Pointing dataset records
<<<<

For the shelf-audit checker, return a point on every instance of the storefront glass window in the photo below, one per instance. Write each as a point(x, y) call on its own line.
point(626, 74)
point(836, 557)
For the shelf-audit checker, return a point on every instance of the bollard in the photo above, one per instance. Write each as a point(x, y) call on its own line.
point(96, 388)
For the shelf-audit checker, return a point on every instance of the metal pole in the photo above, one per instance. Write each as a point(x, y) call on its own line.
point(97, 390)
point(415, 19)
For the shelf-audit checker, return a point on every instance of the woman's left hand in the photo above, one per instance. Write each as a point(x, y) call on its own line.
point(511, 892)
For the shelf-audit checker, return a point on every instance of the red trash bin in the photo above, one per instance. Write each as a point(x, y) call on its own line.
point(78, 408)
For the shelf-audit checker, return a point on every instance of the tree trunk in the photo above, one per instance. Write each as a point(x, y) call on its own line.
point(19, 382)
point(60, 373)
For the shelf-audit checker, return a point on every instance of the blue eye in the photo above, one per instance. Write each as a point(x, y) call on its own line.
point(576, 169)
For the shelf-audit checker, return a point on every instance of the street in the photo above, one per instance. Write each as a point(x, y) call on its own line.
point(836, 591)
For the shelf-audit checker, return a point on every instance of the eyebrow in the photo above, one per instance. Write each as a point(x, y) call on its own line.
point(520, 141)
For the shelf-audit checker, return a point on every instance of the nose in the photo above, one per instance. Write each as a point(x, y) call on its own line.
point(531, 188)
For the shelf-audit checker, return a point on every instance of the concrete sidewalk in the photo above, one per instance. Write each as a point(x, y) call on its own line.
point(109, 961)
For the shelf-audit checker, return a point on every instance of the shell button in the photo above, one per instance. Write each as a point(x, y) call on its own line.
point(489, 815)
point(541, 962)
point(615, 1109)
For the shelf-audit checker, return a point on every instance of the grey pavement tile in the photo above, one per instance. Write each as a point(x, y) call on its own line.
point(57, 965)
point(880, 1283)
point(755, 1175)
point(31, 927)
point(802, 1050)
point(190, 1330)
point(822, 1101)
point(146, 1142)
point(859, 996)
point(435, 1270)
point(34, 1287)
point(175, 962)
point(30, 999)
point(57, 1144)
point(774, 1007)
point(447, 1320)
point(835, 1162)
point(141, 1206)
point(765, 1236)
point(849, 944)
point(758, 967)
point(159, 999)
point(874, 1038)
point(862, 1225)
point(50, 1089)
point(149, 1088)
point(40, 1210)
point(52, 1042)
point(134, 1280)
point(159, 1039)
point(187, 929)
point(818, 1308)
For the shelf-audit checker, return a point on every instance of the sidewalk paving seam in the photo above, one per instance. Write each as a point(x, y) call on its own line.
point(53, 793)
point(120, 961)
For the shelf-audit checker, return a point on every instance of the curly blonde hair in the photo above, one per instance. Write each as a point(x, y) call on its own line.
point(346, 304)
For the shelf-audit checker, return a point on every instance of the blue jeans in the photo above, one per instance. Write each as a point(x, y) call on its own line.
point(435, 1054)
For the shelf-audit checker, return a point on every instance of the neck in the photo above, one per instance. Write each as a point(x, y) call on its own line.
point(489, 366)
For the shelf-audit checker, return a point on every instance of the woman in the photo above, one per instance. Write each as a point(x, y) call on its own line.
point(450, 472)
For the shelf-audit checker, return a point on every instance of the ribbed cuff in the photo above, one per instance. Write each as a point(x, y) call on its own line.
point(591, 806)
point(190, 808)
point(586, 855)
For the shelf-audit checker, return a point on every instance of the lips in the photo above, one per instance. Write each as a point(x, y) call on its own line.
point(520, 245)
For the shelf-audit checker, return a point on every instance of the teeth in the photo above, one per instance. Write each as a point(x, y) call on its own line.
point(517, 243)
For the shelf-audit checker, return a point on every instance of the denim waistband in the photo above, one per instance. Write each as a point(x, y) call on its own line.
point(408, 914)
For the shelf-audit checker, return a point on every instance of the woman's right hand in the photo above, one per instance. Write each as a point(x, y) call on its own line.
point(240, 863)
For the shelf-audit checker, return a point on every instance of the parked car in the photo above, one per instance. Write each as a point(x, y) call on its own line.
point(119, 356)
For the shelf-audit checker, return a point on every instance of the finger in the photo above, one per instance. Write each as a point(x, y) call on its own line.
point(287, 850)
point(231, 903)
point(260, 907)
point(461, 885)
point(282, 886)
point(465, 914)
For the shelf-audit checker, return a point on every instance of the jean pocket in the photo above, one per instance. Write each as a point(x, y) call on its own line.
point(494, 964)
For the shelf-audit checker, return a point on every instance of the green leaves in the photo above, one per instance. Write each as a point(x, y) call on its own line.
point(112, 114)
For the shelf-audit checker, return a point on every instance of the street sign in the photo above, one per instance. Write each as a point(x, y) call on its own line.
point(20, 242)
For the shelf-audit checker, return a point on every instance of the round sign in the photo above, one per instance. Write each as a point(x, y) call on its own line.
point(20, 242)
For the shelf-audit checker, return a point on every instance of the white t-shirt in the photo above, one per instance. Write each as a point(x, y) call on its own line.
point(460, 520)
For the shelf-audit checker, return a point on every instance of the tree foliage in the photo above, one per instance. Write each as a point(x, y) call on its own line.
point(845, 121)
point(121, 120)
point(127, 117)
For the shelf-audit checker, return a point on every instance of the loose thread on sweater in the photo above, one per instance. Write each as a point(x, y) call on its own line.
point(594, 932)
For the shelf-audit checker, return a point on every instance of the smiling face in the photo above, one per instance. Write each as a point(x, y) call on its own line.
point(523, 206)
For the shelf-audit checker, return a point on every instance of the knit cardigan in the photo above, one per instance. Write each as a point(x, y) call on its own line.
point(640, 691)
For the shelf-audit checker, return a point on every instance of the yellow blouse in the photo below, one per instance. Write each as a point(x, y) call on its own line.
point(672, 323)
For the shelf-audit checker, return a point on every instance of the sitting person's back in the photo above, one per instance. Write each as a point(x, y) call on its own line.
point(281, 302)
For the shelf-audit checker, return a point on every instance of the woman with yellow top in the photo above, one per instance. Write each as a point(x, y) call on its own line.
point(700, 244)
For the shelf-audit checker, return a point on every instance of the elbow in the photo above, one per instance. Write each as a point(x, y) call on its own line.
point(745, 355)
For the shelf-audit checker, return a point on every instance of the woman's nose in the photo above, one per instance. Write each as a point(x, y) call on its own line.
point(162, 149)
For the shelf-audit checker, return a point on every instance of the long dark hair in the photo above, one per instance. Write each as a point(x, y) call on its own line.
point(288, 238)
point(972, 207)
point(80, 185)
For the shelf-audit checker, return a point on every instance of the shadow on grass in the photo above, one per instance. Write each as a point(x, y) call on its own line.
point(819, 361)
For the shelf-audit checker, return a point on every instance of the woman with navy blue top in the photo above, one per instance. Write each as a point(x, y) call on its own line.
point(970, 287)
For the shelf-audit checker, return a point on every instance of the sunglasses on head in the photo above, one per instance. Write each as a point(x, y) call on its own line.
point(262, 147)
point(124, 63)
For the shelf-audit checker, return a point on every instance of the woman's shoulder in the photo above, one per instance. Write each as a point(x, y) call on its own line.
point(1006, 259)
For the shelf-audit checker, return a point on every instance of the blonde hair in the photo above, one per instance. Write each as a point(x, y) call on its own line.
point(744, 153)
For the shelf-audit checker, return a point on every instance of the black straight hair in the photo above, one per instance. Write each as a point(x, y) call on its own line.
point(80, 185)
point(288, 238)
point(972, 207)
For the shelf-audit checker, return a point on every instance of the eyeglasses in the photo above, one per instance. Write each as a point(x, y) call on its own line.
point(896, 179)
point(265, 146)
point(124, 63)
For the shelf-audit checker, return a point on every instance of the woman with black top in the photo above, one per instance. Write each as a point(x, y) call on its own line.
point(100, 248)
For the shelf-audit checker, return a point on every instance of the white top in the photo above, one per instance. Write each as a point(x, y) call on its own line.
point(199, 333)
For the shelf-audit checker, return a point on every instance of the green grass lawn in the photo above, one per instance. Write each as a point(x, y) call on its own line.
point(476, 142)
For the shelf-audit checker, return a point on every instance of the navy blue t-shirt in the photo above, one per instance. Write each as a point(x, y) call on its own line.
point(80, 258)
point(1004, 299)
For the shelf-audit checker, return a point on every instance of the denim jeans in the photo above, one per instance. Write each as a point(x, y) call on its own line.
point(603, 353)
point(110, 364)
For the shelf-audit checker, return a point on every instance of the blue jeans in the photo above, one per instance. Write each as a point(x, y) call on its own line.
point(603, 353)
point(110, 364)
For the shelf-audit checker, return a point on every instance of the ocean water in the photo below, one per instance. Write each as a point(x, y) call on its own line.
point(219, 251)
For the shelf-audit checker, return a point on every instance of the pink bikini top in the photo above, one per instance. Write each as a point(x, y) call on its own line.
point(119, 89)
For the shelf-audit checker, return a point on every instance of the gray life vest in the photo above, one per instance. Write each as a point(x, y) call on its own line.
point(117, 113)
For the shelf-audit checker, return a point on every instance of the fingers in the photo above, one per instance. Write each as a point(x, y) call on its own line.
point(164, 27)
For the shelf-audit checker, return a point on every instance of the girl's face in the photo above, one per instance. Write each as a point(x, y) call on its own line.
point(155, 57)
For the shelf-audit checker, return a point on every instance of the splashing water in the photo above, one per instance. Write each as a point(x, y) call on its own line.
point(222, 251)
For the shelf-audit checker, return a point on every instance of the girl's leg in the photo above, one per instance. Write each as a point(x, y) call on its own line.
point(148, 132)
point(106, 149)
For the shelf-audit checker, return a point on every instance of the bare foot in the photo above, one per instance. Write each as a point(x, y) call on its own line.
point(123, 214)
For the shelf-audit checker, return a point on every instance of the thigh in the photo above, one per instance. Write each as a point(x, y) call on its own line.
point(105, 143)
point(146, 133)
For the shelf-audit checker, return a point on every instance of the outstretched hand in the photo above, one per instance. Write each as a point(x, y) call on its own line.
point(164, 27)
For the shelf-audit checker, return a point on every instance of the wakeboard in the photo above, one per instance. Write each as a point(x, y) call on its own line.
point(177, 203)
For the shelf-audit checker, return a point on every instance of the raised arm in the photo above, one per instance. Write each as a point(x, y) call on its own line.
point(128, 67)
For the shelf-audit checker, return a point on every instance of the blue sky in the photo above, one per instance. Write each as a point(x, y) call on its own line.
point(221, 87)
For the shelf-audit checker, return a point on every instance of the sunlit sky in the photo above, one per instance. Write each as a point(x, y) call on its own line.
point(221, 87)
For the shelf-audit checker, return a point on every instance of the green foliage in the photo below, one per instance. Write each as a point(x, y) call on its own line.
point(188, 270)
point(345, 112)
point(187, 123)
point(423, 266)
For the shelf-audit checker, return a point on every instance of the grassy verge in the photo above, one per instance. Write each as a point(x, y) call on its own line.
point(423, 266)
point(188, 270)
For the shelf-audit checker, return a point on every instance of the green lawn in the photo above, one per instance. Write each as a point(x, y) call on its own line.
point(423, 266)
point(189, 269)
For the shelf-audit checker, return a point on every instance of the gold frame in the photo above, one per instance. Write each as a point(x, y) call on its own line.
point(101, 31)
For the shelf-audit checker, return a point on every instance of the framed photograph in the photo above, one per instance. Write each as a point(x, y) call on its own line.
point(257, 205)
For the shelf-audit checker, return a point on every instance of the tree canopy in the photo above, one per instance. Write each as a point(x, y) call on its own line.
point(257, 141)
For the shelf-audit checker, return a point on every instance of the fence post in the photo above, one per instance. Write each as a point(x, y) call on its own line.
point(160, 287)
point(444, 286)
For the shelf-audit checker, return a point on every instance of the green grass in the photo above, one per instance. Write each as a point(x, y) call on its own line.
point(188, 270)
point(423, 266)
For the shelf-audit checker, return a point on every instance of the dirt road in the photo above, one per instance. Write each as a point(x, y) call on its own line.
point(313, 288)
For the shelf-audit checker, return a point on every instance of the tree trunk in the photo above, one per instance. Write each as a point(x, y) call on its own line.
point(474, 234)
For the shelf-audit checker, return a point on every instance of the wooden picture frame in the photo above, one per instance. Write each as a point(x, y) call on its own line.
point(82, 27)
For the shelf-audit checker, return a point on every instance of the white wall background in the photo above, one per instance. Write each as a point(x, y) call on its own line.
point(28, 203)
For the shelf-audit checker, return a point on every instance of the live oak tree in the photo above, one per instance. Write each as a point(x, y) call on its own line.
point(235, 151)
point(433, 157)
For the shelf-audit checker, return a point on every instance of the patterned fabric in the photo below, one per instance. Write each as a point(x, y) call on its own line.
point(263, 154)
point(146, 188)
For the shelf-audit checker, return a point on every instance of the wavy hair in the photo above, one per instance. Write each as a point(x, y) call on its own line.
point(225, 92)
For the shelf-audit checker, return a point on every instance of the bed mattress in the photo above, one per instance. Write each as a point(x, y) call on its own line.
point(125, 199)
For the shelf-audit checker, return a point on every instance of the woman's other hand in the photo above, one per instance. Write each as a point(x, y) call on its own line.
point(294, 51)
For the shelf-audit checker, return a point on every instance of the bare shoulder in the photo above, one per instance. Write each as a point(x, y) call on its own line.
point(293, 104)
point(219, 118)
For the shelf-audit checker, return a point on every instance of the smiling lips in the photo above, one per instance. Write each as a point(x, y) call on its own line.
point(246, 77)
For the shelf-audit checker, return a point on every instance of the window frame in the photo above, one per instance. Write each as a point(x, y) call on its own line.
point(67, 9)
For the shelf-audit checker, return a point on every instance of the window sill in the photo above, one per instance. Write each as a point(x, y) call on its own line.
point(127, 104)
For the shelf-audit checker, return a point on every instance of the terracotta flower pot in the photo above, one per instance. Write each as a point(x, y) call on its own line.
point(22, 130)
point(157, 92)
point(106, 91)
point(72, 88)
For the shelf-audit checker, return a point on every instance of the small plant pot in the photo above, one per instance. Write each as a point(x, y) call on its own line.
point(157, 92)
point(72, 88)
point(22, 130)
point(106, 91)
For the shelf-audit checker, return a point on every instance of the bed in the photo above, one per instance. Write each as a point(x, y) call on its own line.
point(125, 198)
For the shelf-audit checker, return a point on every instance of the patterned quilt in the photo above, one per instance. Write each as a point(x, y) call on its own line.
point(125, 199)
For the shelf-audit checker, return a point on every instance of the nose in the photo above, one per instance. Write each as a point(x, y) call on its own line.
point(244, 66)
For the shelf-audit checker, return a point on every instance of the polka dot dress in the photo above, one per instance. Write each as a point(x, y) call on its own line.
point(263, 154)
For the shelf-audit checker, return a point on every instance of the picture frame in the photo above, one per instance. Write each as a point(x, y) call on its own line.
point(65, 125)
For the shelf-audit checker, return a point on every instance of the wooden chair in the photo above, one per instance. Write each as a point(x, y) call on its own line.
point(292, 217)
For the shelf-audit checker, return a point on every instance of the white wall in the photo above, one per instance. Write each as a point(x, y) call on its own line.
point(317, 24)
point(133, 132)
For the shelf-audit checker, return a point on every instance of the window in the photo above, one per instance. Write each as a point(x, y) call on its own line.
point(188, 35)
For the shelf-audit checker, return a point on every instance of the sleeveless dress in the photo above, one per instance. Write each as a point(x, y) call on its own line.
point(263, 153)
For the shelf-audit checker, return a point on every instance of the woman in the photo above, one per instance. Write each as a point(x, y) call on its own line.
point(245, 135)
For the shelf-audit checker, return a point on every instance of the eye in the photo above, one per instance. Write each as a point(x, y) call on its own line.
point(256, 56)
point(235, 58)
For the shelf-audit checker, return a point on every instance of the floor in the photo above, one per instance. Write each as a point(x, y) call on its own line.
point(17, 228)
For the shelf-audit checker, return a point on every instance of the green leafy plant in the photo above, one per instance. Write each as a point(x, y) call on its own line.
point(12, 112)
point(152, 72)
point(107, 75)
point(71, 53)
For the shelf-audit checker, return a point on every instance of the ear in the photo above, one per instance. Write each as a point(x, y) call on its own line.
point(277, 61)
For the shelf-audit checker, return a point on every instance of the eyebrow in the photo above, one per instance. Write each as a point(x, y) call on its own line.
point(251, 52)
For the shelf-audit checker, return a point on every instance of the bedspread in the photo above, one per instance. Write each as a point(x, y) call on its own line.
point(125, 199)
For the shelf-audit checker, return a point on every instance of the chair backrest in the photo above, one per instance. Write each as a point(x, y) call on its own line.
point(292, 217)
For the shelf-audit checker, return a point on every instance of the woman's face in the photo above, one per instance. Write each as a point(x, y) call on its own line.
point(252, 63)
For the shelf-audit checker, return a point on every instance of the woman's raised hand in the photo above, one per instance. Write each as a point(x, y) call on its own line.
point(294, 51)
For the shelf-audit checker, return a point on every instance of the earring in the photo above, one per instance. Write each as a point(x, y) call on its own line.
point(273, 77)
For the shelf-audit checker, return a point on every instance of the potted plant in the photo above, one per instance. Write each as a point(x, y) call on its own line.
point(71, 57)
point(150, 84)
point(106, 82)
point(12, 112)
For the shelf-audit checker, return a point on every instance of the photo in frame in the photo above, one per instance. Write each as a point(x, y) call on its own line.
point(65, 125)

>>>>

> **Problem statement**
Please return, word for word, the lines of the data above from the one containing "the tree foliage" through the one containing "point(594, 932)", including both of those lines.

> **Exercise output**
For the shelf-audit checker, return a point on every instance of the tree foliage in the photo above, one per instance. Write each as a point(x, y) call on its own line.
point(845, 121)
point(121, 120)
point(127, 117)
For the shelf-audit checker, return a point on every instance of the loose thread on sweater in the photo above, one per instance. Write each as a point(x, y) call on its own line.
point(594, 932)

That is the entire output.